* start Records provided *
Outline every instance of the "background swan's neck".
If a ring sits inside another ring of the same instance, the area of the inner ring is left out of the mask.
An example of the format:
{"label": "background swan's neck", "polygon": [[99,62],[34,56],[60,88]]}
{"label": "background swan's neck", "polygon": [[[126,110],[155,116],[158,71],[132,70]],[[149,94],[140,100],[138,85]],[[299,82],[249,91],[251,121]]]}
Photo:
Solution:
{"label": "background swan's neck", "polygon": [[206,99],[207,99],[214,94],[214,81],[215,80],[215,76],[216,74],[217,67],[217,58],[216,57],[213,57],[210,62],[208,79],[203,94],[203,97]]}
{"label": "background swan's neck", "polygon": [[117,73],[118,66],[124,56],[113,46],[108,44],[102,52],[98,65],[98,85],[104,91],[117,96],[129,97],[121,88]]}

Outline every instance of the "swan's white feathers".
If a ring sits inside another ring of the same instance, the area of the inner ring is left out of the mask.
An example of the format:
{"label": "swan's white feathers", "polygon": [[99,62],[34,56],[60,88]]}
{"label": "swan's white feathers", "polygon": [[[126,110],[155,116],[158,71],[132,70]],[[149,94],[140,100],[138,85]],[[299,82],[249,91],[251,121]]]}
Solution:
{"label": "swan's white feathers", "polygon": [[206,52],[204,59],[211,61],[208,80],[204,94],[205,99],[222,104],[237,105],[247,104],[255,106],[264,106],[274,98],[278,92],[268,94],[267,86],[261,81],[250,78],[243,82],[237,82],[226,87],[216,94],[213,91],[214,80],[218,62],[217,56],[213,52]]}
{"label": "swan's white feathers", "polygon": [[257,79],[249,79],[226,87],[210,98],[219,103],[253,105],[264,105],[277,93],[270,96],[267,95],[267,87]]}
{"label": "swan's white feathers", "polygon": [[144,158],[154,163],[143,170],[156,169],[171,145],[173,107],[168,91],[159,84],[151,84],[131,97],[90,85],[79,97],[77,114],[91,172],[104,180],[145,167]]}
* end Records provided *
• [Request]: Pull out every line above that contains the word "white" and list those lines.

• [Written response]:
Outline every instance of the "swan's white feathers".
{"label": "swan's white feathers", "polygon": [[99,62],[34,56],[60,88]]}
{"label": "swan's white feathers", "polygon": [[[126,110],[155,116],[158,71],[132,70]],[[149,94],[140,100],[138,85]],[[299,82],[249,91],[251,121]]]}
{"label": "swan's white feathers", "polygon": [[206,52],[204,59],[211,61],[208,80],[204,94],[205,99],[222,104],[237,105],[247,104],[255,106],[264,106],[274,98],[278,92],[268,94],[267,86],[261,81],[250,78],[243,82],[237,82],[226,87],[216,94],[213,91],[214,80],[218,62],[217,56],[213,52]]}
{"label": "swan's white feathers", "polygon": [[257,79],[249,79],[226,87],[210,98],[219,103],[253,105],[264,105],[277,93],[270,96],[267,95],[267,87]]}
{"label": "swan's white feathers", "polygon": [[144,158],[154,163],[143,170],[156,169],[171,145],[173,107],[168,91],[159,84],[151,84],[131,97],[90,85],[79,97],[77,114],[91,172],[104,180],[145,167]]}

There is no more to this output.